# SELECTED PASSAGE
'''
What is a “Standardized Test” Anyway?

 

Simply put, a “standardized test” is a test that is developed, administered, and scored in a specific, consistent way to allow comparison of test-takers in a “standardized” way over time on the basis of their score. Standardization also confers a degree of objectivity in that performance is judged based on specific, consistent criteria. This affects the MCAT scoring process in that if an exam is harder one year than the next, that shouldn’t change the test-takers score too dramatically. This is a good thing for both MCAT test takers and medical schools!

 

What Are the Sections of the MCAT and How Are They Scored?

 

The MCAT consists of four, equally weighted sections that test your content knowledge, critical thinking, and problem-solving skills: Chemical and Physical Foundations of Biological Systems; Critical Analysis and Reasoning Skills; Biological and Biochemical Foundations of Living Systems; and Psychological, Social, and Biological Foundations of Behavior. Possible scores on each of the four sections range from 118 to 132, centered around 125; possible composite scores thus range from 472 to 528, centered around 500. Scores for each section and for the exam as a whole follow a normal distribution: scores are distributed symmetrically around a common median, mean, and mode score. This means that the average (mean and median) premed student taking the MCAT will score around a 125 on each section for a total score of around 500; these are also the most common (mode) section and total scores. (Is your biostatistics class coming back to you yet?)

 

Why Are the MCAT Score Numbers So Weird?

 

Good question. There isn’t really a great answer to it besides that the section and total scores are centered around the neat numbers of 125 and 500. Scores on each section range 7 points up and down from 125 (118-132) and thus total scores range 28 points up and down from 500 (472-528). This number of gradations was chosen by the AAMC to allow sufficient differentiation of exam takers based on their numerical score. You might have heard about the pre-2015 MCAT exam, which was scored from 3 to 45. It’s also thought that the new score ranges were chosen to prevent confusion of “old” and “new” MCAT scores. Go figure!

 

Do Wrong Answers Count Against Me in the MCAT Scoring Process? Should I Guess if I Don’t Know the Answer?

 

Unlike some other standardized tests, the MCAT scoring process imposes no penalty for incorrect answers: questions with wrong answers are scored the same as unanswered questions. Again, your score is dependent only on the number of questions you answer correctly. For this reason, you should answer every question, even if it’s a complete guess. The more answer choices you can rule out, the greater the likelihood of getting it right, but even if it’s a blind guess you should still pick an answer choice.
'''
# RAW DATA
'''
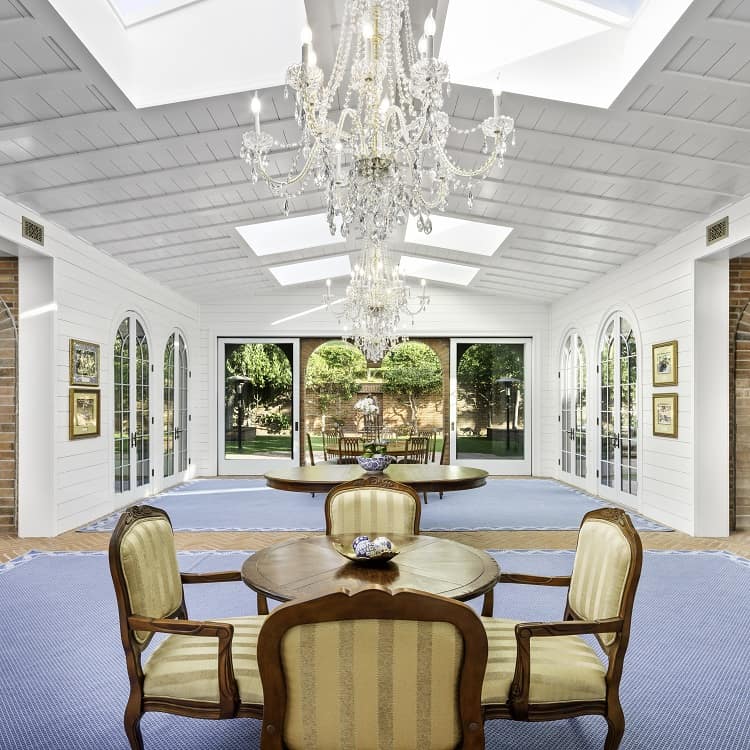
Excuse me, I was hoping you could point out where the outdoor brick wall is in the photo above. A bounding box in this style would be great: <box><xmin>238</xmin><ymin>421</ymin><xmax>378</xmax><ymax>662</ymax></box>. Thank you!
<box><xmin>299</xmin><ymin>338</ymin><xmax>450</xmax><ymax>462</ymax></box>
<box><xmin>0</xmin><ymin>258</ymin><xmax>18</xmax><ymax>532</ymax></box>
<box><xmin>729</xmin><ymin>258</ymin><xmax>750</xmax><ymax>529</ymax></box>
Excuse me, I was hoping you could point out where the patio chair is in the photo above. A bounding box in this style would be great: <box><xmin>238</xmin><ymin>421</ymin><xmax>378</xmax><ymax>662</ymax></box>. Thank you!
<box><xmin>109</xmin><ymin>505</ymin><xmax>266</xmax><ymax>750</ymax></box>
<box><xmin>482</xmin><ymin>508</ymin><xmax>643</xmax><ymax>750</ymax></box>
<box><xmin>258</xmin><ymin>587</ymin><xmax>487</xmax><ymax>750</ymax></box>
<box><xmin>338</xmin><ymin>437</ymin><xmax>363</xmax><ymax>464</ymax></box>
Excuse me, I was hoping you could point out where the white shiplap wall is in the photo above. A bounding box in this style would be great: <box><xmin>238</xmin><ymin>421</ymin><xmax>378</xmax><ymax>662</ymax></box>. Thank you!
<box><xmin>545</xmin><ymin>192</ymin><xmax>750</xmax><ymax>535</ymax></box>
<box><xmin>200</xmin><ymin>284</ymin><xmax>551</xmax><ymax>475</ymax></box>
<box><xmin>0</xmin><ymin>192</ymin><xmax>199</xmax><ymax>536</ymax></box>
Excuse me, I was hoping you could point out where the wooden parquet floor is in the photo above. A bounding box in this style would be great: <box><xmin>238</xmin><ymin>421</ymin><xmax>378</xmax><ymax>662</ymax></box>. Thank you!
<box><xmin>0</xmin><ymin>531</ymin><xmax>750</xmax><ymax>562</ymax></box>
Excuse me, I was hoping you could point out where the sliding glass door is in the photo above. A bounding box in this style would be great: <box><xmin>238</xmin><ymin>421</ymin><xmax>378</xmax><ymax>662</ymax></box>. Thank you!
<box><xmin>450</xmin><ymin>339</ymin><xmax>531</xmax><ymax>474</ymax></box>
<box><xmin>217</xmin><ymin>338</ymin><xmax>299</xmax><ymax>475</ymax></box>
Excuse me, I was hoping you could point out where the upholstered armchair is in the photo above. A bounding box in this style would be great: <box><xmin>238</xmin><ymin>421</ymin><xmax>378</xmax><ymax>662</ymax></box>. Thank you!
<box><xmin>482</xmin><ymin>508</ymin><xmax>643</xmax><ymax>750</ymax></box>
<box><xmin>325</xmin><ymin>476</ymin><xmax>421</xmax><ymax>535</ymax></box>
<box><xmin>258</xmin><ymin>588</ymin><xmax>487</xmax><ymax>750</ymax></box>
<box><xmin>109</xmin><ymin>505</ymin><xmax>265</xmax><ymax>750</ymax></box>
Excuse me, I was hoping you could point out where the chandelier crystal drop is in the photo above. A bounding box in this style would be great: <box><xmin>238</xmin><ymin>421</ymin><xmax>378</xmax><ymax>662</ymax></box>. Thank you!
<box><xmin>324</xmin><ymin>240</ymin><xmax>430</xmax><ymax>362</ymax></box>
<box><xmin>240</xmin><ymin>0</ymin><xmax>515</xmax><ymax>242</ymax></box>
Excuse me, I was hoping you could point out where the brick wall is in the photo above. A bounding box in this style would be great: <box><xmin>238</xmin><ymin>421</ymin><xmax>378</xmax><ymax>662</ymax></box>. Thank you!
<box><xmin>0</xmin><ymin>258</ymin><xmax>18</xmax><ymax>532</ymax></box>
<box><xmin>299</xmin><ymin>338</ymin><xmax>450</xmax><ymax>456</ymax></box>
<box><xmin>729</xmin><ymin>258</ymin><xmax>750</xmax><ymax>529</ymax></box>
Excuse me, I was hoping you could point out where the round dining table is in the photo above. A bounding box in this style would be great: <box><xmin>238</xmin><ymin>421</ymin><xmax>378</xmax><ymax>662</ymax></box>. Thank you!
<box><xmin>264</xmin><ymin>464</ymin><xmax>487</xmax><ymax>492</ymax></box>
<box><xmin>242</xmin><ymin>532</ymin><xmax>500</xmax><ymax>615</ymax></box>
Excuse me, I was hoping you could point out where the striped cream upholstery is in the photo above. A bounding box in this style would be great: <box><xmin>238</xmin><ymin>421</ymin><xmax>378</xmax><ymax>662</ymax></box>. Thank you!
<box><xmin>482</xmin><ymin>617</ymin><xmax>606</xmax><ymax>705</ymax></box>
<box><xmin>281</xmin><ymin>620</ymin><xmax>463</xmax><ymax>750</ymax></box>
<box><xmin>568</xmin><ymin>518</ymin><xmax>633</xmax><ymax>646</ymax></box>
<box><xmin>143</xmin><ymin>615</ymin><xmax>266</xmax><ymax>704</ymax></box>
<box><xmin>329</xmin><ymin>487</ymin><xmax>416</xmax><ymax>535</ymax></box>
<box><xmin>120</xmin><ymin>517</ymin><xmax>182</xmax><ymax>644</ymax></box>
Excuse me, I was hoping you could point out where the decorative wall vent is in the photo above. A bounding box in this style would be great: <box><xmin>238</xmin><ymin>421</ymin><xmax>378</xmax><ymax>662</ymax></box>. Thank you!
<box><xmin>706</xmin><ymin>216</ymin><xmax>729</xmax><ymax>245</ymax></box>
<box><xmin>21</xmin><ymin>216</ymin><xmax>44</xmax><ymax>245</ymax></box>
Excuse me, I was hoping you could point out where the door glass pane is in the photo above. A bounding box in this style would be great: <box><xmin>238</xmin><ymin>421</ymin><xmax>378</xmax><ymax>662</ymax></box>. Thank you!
'''
# WHAT THE TASK ASKS
Continue the text about MCAT scoring from the end of its last paragraph.

# RESULT FOR THIS EXERCISE
 

Does the Mcat Scoring Process Weigh All Questions Equally?

 

Some reports online claim that MCAT questions are weighted based on their difficulty–for example, a “harder” question is worth more if you get it right, since it better “distinguishes” you from the other test takers who answered it incorrectly. In fact, each question of a given section is worth the same; your section score is based solely on the total number of correct answers on that section. As you will see when you take practice tests, this is how practice tests are scored as well.

 

I Heard About “Field Test” or “Experimental” Questions That Don’t Count Toward Your Raw Score. What’s the Deal With That Part of the MCAT Scoring Process?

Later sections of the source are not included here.